━━━ Текст для чтения ━━━

Естественно, что в этой типологической соцреалистической структуре «врагом народа» оказывался практически каждый, кто «не наш», и наоборот. В функции «вредителя» мог выступить сенатор и американский посол в восточноевропейской стране, не говоря о генералах. И только на периферии действия появлялся какой-нибудь представитель ЦРУ, профессиональный разведчик. Поэтому жанровая структура этих лент очень ослаблена: шпионская интрига не столько движет, сколько аранжирует сюжет. Поэтому же шпионские роли авторы так охотно отводили женщинам — это позволяло оживить действие неожиданными поворотами, эффектными туалетами, а иногда обеспечить ролью жену режиссёра. Даже «Секретная миссия», где разведчик единственный раз выступает с Советской стороны, структурно почти не отклонилась от типологии «антиамериканского» фильма. Мало что изменив в группе фильмов «холодной войны», «Секретная миссия», однако, в зародыше уже содержала в себе ситуации и приёмы единственного настоящего советского шпионского боевика — телевизионного сериала «Семнадцать мгновений весны», но который мог быть снят уже в другие времена, времена расшатывания идеологических скреп.
Парадоксальным образом зрелищный потенциал этих «криминальных» фильмов исчисляется не столько из жанра, сколько из их актёрского состава и обстановочности. Картины крупных режиссёров были «актёрскими» по преимуществу.
Актёрская доминанта не случайна в развитой сталинской киноэстетике: актёры были фаворитами эпохи.
Во-первых, эпоха вообще предпочитала идею высокого исполнительства образу художника-демиурга (Эйзенштейн мог быть терпим лишь в рамках реализации сталинского духовного заказа). Во-вторых, актёры были в точном смысле лицом времени.
Перелицовка истории, её мифологизация была осуществлена в кинематографе 30-х не только и не столько на сюжетном или режиссёрском, сколько на физиогномическом уровне. Менялось не только руководство в партии, но и типология лиц на экране. К памятным политическим процессам 30-х годов любое украшенное бородкой, пенею или даже просто интеллигентное (каким типажно было поколение первых революционеров) лицо на экране стало визуальным знаком неблагонадёжности — лицом «врага». Революции надлежало иметь пролетарское лицо, и оно было найдено — Максим Б.Чиркова. Социальные приоритеты современности также принадлежали физическому труду, и кинематограф селекционировал рабоче-крестьянский типаж (Н.Крючков, Б.Андреев, П.Алейников, Б.Чирков, в крайнем случае Н.Боголюбов).
Война кое-что изменила и в этом пункте.

━━━ Материал для задания ━━━

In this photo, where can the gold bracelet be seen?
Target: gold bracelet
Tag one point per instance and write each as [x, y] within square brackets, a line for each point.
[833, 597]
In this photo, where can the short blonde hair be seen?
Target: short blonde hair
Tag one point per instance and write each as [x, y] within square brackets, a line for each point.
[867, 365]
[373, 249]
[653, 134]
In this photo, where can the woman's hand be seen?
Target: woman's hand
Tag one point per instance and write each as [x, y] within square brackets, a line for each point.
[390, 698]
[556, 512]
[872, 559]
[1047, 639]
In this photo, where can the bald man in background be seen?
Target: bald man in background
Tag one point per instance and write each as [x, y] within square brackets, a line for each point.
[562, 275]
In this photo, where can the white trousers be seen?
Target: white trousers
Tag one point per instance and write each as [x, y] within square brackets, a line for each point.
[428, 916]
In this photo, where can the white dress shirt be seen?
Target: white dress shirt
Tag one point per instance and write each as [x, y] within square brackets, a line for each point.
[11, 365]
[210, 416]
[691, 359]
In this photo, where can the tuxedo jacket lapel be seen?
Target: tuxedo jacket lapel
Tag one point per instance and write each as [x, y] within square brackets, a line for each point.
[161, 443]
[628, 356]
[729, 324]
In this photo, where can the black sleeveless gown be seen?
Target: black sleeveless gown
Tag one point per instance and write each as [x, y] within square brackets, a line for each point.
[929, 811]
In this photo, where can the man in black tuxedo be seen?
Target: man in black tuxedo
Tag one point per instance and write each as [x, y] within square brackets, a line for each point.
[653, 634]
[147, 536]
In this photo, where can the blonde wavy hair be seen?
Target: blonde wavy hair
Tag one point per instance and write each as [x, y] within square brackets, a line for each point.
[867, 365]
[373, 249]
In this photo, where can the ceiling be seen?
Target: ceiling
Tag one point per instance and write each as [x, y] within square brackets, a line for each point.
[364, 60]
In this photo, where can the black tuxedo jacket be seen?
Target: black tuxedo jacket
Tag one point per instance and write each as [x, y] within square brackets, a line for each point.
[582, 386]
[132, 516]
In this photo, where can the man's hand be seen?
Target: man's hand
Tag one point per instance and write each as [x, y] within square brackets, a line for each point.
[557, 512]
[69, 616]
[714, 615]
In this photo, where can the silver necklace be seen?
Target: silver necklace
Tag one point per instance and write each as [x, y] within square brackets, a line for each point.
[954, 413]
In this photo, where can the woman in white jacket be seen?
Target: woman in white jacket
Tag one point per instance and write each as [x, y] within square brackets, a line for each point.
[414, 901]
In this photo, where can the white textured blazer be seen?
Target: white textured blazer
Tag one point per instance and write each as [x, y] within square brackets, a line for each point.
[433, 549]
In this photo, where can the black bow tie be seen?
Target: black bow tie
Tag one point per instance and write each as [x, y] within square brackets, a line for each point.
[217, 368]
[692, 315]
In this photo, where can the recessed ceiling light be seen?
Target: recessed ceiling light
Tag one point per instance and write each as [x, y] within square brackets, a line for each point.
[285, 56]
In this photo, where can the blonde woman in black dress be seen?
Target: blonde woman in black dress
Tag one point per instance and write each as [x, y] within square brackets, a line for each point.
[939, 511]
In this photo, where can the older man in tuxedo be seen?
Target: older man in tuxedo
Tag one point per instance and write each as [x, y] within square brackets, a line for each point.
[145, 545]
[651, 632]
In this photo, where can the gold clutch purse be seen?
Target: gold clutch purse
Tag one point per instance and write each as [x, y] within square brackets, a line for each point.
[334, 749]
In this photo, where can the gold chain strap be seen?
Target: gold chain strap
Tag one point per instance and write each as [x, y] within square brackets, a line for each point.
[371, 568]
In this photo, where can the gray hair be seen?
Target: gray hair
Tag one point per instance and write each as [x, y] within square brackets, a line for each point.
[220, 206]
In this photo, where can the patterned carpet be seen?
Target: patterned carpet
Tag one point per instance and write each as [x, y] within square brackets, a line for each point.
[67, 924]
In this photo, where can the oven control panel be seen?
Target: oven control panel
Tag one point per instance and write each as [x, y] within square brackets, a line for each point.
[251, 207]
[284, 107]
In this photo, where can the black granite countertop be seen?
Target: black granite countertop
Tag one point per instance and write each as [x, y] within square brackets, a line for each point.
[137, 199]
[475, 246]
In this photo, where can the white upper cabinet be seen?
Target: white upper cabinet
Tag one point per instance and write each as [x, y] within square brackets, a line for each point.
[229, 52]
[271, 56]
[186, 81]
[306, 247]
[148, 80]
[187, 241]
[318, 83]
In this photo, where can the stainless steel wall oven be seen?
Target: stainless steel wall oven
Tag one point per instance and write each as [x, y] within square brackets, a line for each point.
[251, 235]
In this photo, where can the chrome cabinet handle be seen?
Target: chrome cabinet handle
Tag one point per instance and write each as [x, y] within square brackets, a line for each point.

━━━
━━━ Материал для задания ━━━

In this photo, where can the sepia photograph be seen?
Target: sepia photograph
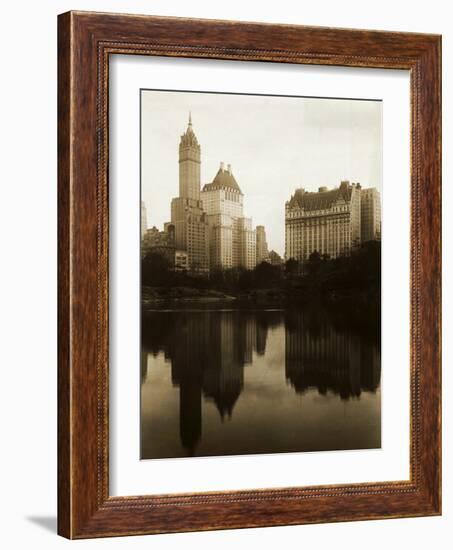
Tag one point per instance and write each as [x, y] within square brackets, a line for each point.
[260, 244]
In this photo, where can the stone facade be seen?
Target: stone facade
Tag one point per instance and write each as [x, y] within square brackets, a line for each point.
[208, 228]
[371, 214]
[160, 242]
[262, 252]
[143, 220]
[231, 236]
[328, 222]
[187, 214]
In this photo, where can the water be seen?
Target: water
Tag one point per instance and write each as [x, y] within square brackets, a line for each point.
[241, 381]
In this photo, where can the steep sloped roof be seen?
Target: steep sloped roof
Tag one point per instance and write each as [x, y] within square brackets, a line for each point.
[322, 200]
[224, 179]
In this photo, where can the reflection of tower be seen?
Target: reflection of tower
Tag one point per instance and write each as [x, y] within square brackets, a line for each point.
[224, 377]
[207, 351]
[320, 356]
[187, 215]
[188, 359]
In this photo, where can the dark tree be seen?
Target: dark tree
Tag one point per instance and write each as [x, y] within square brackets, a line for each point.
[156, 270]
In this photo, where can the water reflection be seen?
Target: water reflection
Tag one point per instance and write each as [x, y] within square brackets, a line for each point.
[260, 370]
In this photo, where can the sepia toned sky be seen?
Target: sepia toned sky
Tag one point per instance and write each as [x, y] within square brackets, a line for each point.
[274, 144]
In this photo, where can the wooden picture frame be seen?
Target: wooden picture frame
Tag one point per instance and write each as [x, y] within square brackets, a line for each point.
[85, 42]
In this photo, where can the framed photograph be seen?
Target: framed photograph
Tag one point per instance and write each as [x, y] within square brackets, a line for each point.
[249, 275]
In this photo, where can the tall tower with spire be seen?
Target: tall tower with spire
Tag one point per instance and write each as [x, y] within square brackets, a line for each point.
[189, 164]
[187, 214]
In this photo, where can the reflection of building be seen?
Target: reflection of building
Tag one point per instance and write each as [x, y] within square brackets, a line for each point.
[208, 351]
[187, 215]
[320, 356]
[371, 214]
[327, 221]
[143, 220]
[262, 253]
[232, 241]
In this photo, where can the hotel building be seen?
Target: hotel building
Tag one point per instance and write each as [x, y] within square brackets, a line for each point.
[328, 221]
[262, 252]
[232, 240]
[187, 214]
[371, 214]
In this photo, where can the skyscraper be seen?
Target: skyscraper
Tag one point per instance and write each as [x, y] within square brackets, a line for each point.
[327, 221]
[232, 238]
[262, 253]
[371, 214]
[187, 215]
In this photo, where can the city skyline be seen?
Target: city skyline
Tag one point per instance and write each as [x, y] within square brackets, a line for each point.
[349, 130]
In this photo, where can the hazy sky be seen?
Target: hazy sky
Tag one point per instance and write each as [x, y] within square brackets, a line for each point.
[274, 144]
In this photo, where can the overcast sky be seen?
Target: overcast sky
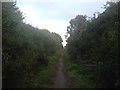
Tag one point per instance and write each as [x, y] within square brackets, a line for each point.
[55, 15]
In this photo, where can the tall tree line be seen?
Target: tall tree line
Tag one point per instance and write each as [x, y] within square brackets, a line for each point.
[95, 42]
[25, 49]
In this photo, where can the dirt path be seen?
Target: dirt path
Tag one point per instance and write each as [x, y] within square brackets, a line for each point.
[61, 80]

━━━
━━━ Материал для задания ━━━

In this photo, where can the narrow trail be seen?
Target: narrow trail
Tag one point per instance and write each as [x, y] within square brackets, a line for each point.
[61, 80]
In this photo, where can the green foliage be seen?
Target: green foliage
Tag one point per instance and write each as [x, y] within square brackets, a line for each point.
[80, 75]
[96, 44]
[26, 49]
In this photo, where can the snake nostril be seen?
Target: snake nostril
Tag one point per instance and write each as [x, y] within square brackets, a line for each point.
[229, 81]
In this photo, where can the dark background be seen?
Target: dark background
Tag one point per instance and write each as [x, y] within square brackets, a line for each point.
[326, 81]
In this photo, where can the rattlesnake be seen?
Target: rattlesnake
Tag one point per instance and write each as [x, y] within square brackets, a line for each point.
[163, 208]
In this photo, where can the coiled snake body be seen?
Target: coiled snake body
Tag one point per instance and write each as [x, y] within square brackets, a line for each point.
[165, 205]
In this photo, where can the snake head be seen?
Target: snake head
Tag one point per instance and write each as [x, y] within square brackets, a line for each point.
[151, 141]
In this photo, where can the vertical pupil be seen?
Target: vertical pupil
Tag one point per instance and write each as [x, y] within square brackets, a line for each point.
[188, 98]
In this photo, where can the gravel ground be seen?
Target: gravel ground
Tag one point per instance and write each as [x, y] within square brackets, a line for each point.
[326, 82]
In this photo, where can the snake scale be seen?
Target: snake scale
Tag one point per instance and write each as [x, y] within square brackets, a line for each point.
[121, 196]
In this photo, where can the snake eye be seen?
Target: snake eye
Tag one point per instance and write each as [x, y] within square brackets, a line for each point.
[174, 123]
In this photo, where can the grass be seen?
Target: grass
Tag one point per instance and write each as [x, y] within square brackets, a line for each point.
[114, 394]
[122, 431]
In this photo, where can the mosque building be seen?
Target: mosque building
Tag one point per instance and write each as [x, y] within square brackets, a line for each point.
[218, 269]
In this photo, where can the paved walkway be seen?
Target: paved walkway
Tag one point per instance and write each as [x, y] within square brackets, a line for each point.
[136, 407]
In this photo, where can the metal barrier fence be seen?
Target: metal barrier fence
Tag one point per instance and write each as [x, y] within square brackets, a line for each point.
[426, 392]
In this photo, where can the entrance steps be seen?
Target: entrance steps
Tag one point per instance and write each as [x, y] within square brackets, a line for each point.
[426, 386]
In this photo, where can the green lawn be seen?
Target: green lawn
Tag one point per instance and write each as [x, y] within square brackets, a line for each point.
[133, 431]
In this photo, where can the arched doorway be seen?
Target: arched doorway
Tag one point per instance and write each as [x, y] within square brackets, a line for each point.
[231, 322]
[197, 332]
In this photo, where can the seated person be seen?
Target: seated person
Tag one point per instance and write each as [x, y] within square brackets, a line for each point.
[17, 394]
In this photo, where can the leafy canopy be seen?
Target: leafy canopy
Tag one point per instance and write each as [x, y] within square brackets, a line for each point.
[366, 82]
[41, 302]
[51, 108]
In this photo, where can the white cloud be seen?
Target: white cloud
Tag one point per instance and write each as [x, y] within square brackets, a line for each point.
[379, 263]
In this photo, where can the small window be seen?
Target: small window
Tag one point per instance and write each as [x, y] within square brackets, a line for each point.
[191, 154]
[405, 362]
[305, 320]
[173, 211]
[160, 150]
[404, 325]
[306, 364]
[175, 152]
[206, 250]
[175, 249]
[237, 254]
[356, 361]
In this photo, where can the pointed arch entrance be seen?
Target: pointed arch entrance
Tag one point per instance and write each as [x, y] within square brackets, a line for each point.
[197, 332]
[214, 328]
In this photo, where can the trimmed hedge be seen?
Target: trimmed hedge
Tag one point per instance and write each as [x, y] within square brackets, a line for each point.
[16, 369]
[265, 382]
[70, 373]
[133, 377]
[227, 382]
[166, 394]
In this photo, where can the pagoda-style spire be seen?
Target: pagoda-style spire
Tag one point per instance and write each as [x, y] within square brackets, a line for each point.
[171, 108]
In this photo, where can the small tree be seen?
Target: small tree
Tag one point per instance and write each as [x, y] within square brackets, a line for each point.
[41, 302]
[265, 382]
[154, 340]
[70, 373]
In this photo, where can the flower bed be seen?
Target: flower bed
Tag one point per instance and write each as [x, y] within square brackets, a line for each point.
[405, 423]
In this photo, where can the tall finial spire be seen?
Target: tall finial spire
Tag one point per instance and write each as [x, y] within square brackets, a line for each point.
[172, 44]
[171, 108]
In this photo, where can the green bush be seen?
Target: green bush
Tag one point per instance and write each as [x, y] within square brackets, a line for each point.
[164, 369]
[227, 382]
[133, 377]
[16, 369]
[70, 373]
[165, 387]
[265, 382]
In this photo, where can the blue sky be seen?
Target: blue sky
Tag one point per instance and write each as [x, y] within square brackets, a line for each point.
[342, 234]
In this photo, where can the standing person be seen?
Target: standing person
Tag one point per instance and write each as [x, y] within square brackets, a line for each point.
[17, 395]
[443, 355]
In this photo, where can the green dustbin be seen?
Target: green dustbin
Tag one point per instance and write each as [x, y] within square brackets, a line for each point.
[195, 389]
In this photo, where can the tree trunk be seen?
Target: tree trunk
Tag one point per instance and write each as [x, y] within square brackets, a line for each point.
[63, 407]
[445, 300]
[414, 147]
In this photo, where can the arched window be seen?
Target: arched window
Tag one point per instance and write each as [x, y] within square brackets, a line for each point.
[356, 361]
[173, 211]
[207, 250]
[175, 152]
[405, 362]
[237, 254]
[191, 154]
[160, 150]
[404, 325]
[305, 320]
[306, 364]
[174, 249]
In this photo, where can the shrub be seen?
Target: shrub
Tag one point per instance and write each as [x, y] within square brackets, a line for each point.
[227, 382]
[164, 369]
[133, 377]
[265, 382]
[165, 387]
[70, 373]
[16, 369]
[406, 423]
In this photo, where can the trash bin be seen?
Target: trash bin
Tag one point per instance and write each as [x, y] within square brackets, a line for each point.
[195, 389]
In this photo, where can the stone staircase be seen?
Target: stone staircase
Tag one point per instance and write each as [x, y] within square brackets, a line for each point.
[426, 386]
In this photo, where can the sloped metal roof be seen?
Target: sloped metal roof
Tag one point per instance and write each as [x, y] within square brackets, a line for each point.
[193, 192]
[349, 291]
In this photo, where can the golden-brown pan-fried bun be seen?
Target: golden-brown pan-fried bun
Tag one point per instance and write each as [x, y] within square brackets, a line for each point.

━━━

#### Условие задания 1:
Покажите все строки записей, в которых встречается слово «dress».
#### Условие задания 2:
Напишите продолжение текста о советском кино сталинской эпохи, начиная сразу после его последнего предложения.

#### Ответ к заданию 1:
In this photo, where can the white dress shirt be seen?
Target: white dress shirt
In this photo, where can the blonde woman in black dress be seen?
Target: blonde woman in black dress

#### Ответ к заданию 2:
Но для фильмов, хотя бы и антиамериканских, понадобились другие, интеллигентные лица: их пришлось занимать у театра. Вокруг этих картин сложилась совсем другая актёрская «труппа». Надо при этом помнить, что при популярности кино театр котировался выше по шкале ценностей. Парадоксальным образом, лучшие актёры были приглашены в кино на роли «худших» — врагов. Театральные актёры (среди них выученики «условного» театра — Р.Плятт, Э.Гарин, М.Штраух, А.Вертинский, наконец) принесли с собою ещё не окончательно растворившуюся в «системе Станиславского» традицию «отношения к образу». Все это способствовало заметной театрализации лент.
Два десятилетия спустя она вернётся в мировое кино уже как осознанный приём очуждения.
Театрализации способствовали и принципы «сценографии». Хотя действие антиамериканских картин было современно, географическая, чтобы не сказать идеологическая, граница двух миров носила метафизический характер. Обратимость пространства и времени на экране позволяла превратить репортажные по смыслу фильмы в «костюмные» и «обстановочные» подобия исторических лент: пространственная дистанция замещала временную. Независимо от надобности, эти ленты снимались в интерьерах дворцов, покоев (даже если это квартира коммунистки Ганны Лихты), вилл, в антураже дипломатических и светских приёмов, вечерних туалетов, не имевших никакого соответствия в бытовом опыте зрителя.
Генетически это отчасти восходило к коммуникативной формуле театра 20-х: «А между тем буржуазия разлагалась». Но гораздо больше вся эта театральность отвечала становящемуся стилю позднесталинской империи, одевая классовые постулаты социалистического реализма в соответствии с духом времени. Это были не столько публицистические, криминальные, сколько «псевдоза-граничныё» ленты.
Казалось бы, все это вместе создало самые далёкие от действительности, самые бутафорские конструкты советского кино. Именно так относилась к ним интеллигенция, отпавшая от официоза. Можно говорить даже о послевоенном разделении трёх «вкусов»: официозного, экспертного и массового.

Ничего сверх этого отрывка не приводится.